### DIRECTION:
Quote the whole listing verbatim.
# DATA ENTRIES start
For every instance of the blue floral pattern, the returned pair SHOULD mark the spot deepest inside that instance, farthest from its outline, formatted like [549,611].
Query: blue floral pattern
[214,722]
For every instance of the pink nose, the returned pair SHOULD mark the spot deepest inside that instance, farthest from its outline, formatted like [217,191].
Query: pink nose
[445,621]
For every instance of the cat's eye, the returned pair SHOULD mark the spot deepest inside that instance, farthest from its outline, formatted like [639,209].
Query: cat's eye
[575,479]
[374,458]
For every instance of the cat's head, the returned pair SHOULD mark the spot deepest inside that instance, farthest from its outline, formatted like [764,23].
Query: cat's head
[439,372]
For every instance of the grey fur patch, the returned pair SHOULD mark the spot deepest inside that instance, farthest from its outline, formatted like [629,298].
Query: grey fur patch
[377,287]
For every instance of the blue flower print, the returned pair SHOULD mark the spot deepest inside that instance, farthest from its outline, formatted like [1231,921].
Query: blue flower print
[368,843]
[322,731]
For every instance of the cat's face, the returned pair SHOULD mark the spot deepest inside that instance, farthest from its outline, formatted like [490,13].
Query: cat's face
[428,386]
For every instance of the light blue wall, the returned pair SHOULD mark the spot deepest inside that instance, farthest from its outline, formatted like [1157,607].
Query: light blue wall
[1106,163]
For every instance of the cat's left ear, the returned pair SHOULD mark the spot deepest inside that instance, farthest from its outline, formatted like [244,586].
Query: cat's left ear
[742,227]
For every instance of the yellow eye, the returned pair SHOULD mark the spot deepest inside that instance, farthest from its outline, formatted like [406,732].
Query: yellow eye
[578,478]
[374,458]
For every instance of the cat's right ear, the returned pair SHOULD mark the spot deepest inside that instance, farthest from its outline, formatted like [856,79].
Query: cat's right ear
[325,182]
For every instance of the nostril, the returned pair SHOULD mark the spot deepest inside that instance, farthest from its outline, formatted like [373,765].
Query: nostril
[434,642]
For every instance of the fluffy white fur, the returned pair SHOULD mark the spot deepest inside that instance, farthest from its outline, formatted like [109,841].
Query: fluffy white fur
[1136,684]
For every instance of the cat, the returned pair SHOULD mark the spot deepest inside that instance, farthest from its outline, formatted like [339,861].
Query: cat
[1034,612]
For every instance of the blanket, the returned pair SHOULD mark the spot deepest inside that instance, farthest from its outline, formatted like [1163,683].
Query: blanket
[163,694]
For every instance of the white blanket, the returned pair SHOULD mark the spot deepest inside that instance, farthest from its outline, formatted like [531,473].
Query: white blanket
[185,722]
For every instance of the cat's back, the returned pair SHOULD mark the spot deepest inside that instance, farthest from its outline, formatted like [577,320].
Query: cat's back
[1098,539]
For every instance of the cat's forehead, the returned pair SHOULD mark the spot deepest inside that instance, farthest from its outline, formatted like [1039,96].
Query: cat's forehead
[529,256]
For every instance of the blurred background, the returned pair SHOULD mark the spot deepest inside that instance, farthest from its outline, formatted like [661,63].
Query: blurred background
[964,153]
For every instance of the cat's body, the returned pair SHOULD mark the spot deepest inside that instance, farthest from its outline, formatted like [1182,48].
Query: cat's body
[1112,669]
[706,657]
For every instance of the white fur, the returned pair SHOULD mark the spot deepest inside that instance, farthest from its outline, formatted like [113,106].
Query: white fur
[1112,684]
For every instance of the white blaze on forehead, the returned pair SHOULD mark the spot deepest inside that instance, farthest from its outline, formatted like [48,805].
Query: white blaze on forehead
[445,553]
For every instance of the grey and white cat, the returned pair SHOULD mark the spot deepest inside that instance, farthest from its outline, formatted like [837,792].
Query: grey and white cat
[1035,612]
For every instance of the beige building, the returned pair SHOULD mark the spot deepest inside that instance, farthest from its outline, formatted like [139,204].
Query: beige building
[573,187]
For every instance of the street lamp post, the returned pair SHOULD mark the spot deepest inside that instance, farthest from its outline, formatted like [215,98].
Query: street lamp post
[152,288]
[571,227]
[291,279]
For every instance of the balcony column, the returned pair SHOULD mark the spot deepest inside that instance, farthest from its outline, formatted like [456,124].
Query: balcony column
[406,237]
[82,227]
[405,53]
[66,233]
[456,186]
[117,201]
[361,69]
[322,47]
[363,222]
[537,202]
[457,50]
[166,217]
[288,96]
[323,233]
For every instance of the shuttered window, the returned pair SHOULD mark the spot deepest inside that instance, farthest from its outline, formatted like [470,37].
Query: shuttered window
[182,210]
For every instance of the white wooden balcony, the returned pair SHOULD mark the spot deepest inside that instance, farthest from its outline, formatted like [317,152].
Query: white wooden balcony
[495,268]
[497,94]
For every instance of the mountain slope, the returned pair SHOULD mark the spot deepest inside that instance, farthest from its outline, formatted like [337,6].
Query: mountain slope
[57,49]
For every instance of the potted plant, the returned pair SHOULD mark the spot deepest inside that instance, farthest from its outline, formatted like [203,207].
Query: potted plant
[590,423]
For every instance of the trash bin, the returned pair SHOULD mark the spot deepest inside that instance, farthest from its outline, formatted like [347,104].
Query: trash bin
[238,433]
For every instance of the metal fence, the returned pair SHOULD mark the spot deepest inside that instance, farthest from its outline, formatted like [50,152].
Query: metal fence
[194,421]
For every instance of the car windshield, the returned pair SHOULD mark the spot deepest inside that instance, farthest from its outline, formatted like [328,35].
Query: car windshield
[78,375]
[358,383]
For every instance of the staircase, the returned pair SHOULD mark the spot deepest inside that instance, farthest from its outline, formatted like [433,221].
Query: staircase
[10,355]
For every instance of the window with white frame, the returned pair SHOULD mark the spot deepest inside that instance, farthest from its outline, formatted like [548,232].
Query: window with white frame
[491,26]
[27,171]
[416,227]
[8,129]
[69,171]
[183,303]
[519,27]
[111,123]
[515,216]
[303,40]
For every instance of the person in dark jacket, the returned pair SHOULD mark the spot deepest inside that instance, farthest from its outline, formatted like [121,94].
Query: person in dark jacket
# DATA ENTRIES end
### TASK RESULT:
For every instance of the blue floral pattern, the returned pair SHOULD mark the spot deepest inside that instance, farthest from its outline, formatted like [549,611].
Query: blue floral pattern
[214,722]
For every instance of the pink nose, the returned pair SHOULD mark the spot deepest inside that instance, farthest from its outline, formatted like [217,191].
Query: pink nose
[445,621]
For every instance of the cat's eye, the returned pair SHOULD mark the spot deepest inside that instance, farthest from its outline, formatted like [639,209].
Query: cat's eye
[575,479]
[374,458]
For every instance of the cat's head, the returned pair SHOULD mark the spot deepest inside that instance, farthest from its outline, formatted like [764,23].
Query: cat's head
[439,372]
For every instance of the grey fur patch, the returned pair SHOULD mark the spot deepest inside that instance, farthest from its outline, formatted like [629,298].
Query: grey fur patch
[377,287]
For every instance of the blue flower print, the returned pair SHOULD mark the spot deepest inside that instance, farthest from its outline, formatted like [1231,921].
Query: blue flower print
[368,843]
[322,731]
For every instance of the cat's face, the returned pair SHOULD mark the spot deepest inside that instance, farthest from its outline, formatted like [490,13].
Query: cat's face
[428,386]
For every instance of the light blue wall, the returned pair SHOULD mark the spot deepest inside that instance, farthest from its outline, formatted like [1157,607].
Query: light blue wall
[1106,163]
For every instance of the cat's left ear, the returned pair SHOULD mark the spot deepest inside that instance, farthest from its outline, formatted like [244,586].
Query: cat's left ear
[742,227]
For every instance of the yellow eye, the returned pair SHOULD mark the spot deepest inside that instance, farthest from its outline, formatted like [406,732].
Query: yellow eye
[578,478]
[374,458]
For every instance of the cat's right ear, the returned pair SHOULD mark the spot deepest inside that instance, farthest from its outline, formatted like [856,79].
Query: cat's right ear
[325,182]
For every instance of the nostril, the returned pair SHOULD mark the spot deepest inside that instance, farthest from its outline, formatted like [373,765].
Query: nostril
[434,642]
For every instance of the fluffy white fur, the returned pair SHOULD mark the spot deepest inside that instance, farthest from its outline, formatted like [109,841].
Query: fluffy white fur
[1136,684]
For every instance of the cat, the returned pair SHOULD mark the spot deepest inside that instance, farthest from its outline, formatted like [339,861].
Query: cat
[1034,612]
For every instance of the blanket, the returned pair SHOULD mark the spot deepest inside that instance, farthest from its outline, formatted like [1163,683].
Query: blanket
[163,694]
For every instance of the white blanket, the returned pair SHOULD mark the spot deepest inside that instance, farthest from its outline, formatted like [531,473].
Query: white blanket
[185,722]
For every instance of the cat's back, the returned pair SHOULD mark the spot deepest inside that instance, farthest from its outline, formatted like [577,320].
Query: cat's back
[1098,539]
For every instance of the cat's forehead, the returned pair SHOULD mark the spot deepest inside that instance, farthest from its outline, formatted like [1039,96].
Query: cat's forehead
[529,256]
For every instance of the blurred background, the returned pair SHOULD mark the spot deepest inside that instance, farthest from its outline, formatted like [661,63].
Query: blurred background
[964,153]
For every instance of the cat's body, the returned pair SHOULD mark the spot deepest inside that instance, farthest from its outline, formatted like [1182,48].
Query: cat's body
[1112,669]
[706,657]
For every instance of the white fur, the returned pair SHOULD mark the spot deepest inside that instance, farthest from its outline, formatted like [113,106].
Query: white fur
[1112,684]
For every instance of the white blaze on forehead, the returned pair SHOULD mark the spot deepest inside that instance, farthest from its outline, formatted like [48,805].
Query: white blaze on forehead
[445,553]
For every instance of the grey and white cat, the returned pair SHOULD mark the spot deepest inside that instance, farthest from its outline, formatted like [837,792].
Query: grey and white cat
[1035,612]
For every instance of the beige building, the returned pair SHOULD mark the spot deepest inside that instance, farthest from its outline, formatted like [139,204].
Query: beige building
[573,187]
For every instance of the street lamp post, the returned pair SHOULD mark the spot deepest inside that instance, farthest from its outline, formatted like [215,98].
Query: street lamp post
[152,288]
[571,227]
[291,279]
For every instance of the balcony column, the returned pair SHOULD mark the spot deepest inside that instance, farthest from its outline, formatted like [456,124].
Query: balcony column
[406,237]
[82,227]
[405,53]
[66,233]
[456,186]
[117,201]
[361,69]
[322,47]
[363,222]
[537,202]
[457,50]
[166,217]
[288,96]
[323,233]
For every instance of the shuttered window, the returned pair SHOULD mark the spot deepest inside that instance, farthest from its outline, formatted like [470,37].
Query: shuttered window
[182,210]
For every instance of the white wooden balcony, the returned pair SHOULD mark the spot deepest inside that instance, farthest from its outline, formatted like [317,152].
Query: white wooden balcony
[495,268]
[497,94]
For every instance of the mountain slope, the returned pair SHOULD mark the spot deepest inside that instance, farthest from its outline, formatted like [337,6].
Query: mountain slope
[57,49]
For every instance of the potted plant, the returned pair SHOULD mark the spot deepest inside that instance, farthest from its outline, formatted like [203,207].
Query: potted plant
[590,423]
For every instance of the trash bin, the returned pair SHOULD mark the spot deepest inside that instance, farthest from its outline, formatted like [347,104].
Query: trash bin
[238,433]
For every instance of the metal fence, the returned pair SHOULD mark the spot deepest inside that instance, farthest from its outline, formatted like [50,152].
Query: metal fence
[194,421]
For every instance of the car windshield, the returned pair SHOULD mark the spot deepest inside that instance, farthest from its outline, formatted like [328,35].
Query: car windshield
[78,375]
[358,383]
For every instance of the staircase, the returned pair SHOULD mark the spot deepest inside that instance, farthest from its outline, formatted like [433,221].
Query: staircase
[10,355]
For every instance of the window with white frame, the returned pair SHOULD mark the spot deepest inside that instance, farthest from its outline, formatted like [548,232].
Query: window with white frame
[491,26]
[27,171]
[416,227]
[8,129]
[69,171]
[183,303]
[519,27]
[111,123]
[515,216]
[303,40]
For every instance of the person in dark jacket, the returned pair SHOULD mark the spot deepest inside that instance, farthest from its outline, formatted like [121,94].
Query: person in dark jacket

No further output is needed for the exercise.